[Free-text object descriptions]
* * * * * * *

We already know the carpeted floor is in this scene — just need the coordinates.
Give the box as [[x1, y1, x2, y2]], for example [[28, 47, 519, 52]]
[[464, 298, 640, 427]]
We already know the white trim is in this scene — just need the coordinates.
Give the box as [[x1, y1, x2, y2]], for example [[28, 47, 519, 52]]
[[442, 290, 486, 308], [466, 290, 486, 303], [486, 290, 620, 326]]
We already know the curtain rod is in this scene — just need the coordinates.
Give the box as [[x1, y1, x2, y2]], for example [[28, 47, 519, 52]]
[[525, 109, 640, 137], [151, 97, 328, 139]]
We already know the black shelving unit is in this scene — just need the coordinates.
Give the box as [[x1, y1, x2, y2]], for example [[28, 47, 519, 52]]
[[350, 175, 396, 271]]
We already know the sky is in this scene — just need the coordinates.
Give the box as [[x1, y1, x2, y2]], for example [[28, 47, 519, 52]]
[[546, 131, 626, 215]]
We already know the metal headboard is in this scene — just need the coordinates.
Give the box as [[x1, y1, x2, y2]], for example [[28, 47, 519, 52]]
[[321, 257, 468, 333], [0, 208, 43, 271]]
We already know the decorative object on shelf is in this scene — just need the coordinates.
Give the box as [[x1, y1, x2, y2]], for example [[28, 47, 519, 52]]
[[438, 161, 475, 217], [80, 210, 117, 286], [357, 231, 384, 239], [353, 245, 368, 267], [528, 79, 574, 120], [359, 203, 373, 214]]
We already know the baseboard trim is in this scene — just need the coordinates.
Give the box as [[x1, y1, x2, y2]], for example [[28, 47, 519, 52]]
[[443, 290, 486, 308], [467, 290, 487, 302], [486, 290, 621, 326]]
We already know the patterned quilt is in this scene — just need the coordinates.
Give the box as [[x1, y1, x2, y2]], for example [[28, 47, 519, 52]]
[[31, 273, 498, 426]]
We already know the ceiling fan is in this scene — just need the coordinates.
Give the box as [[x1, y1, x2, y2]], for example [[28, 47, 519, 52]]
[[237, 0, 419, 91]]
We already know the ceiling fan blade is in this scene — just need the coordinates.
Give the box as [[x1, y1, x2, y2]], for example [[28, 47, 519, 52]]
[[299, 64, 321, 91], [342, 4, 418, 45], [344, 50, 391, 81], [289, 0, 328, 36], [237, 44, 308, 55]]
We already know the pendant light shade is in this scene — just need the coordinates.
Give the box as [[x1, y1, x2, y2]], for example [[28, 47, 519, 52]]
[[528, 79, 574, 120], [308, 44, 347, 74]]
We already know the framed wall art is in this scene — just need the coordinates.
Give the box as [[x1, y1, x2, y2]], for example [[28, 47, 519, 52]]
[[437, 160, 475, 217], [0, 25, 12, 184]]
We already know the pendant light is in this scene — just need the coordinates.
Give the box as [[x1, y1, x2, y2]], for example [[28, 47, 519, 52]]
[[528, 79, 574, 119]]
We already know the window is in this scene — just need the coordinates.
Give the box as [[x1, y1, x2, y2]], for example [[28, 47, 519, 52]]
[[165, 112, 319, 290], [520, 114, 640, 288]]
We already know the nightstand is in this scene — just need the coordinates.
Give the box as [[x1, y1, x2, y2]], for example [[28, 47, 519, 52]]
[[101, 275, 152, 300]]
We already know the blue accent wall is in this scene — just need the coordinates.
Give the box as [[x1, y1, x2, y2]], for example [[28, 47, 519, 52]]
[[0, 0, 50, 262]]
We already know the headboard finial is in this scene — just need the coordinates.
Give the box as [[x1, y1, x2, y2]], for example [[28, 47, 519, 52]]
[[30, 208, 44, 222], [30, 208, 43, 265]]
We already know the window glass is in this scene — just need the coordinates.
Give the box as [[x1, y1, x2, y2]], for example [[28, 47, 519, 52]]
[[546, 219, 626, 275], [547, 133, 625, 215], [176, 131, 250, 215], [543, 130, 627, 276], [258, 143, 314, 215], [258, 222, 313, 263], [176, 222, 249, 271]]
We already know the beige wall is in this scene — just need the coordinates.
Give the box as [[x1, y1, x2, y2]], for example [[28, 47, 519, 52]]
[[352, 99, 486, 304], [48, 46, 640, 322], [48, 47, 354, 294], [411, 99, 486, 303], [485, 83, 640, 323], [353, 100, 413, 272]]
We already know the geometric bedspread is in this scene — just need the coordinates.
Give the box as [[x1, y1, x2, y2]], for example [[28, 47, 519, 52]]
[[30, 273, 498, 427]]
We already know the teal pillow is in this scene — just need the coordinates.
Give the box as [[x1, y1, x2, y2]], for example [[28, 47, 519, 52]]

* * * * * * *

## THE PROBLEM
Output every line above so that it reads exactly as before.

## ANSWER SPACE
We already know the carpeted floor is in this scene — just need the coordinates.
Give the box as [[x1, y1, x2, y2]], for example [[28, 47, 519, 52]]
[[464, 298, 640, 427]]
We already know the white trim is in this scene — just need the coordinates.
Give the box as [[x1, y1, x2, y2]], for example [[28, 47, 519, 52]]
[[442, 290, 486, 308], [466, 290, 486, 303], [486, 290, 620, 326]]
We already know the curtain rod is in this scene — just need the coordinates.
Give the box as [[x1, y1, x2, y2]], for example [[28, 47, 519, 52]]
[[525, 109, 640, 137], [151, 97, 328, 139]]
We already know the black shelving unit is in this scene — just need the coordinates.
Give the box as [[x1, y1, x2, y2]], for example [[28, 47, 519, 52]]
[[350, 175, 396, 271]]
We already know the sky is in this scene — just need the coordinates.
Give the box as [[x1, y1, x2, y2]], for example [[28, 47, 519, 52]]
[[546, 131, 626, 215]]
We already know the metal headboard is in this scene — just need the coordinates.
Give the box as [[x1, y1, x2, y2]], for example [[28, 47, 519, 52]]
[[321, 257, 468, 333], [0, 208, 43, 271]]
We already know the decorative object on shelf is in this scene — just need the coordinates.
Give the box as [[x1, y1, x2, y2]], for example [[28, 47, 519, 52]]
[[438, 161, 475, 217], [80, 210, 117, 286], [357, 231, 384, 239], [353, 245, 368, 267], [528, 79, 574, 120], [359, 203, 373, 214]]
We already know the baseboard trim is in this scene — just need the coordinates.
Give the box as [[x1, y1, x2, y2]], for example [[28, 47, 519, 52]]
[[443, 290, 486, 308], [467, 290, 487, 302], [486, 290, 621, 326]]
We already know the patterned quilt is in this scene — just need the coordinates.
Give the box as [[x1, y1, x2, y2]], for example [[28, 47, 519, 52]]
[[31, 273, 498, 426]]
We already know the ceiling fan is in this scene — just need the coordinates.
Give the box as [[x1, y1, x2, y2]], for example [[28, 47, 519, 52]]
[[237, 0, 419, 91]]
We already know the ceiling fan blade is in this scene — just need the coordinates.
Give the box as [[x1, y1, x2, y2]], for example [[28, 47, 519, 52]]
[[299, 64, 321, 91], [342, 4, 418, 45], [344, 50, 391, 81], [289, 0, 328, 36], [237, 44, 308, 55]]
We already know the pendant light shade is in this scene — just need the coordinates.
Give the box as [[x1, y1, x2, y2]], for example [[28, 47, 519, 52]]
[[528, 79, 574, 120], [308, 44, 347, 74]]
We already know the framed wall art is in this scene — just need the coordinates.
Give the box as [[x1, y1, x2, y2]], for example [[28, 47, 519, 52]]
[[437, 160, 475, 217], [0, 25, 12, 184]]
We already know the pendant light is in this scene — just need the coordinates.
Give the box as [[x1, y1, x2, y2]], for example [[28, 47, 519, 52]]
[[528, 79, 574, 119]]
We already know the window is in this scene — just need the coordinates.
Give the box as [[x1, y1, x2, y2]], for example [[28, 47, 519, 52]]
[[165, 112, 319, 290], [520, 114, 640, 288]]
We already know the nightstand is in this scene — just need the coordinates.
Give the box as [[x1, y1, x2, y2]], for example [[28, 47, 519, 52]]
[[101, 275, 152, 300]]
We already know the blue accent wall is in this scene — just need the coordinates.
Give the box as [[x1, y1, x2, y2]], for example [[28, 47, 519, 52]]
[[0, 0, 50, 262]]
We already know the headboard finial is in this scene — just need the coordinates.
Give the box as [[x1, y1, x2, y2]], for example [[28, 47, 519, 52]]
[[30, 208, 44, 222], [30, 208, 43, 265]]
We already know the window glass is in this scene — just need the coordinates.
Give the box as [[x1, y1, x2, y2]], for example [[28, 47, 519, 52]]
[[546, 219, 626, 275], [547, 133, 625, 215], [176, 131, 250, 215], [543, 130, 627, 276], [258, 143, 314, 215], [258, 222, 313, 263], [176, 222, 249, 271]]
We already know the beige wall is in this scene — just need the coordinates.
Give the box as [[x1, y1, x2, y2]], for example [[28, 47, 519, 52]]
[[352, 99, 486, 304], [48, 46, 640, 322], [48, 47, 354, 294], [411, 99, 486, 303], [485, 83, 640, 323], [353, 100, 413, 272]]
We already know the geometric bedspread is in this scene — just need the coordinates.
Give the box as [[x1, y1, x2, y2]], for example [[28, 47, 519, 52]]
[[30, 273, 498, 427]]
We already know the teal pillow is in this scene — just need the coordinates.
Give the box as [[x1, y1, x2, y2]], for example [[28, 47, 519, 52]]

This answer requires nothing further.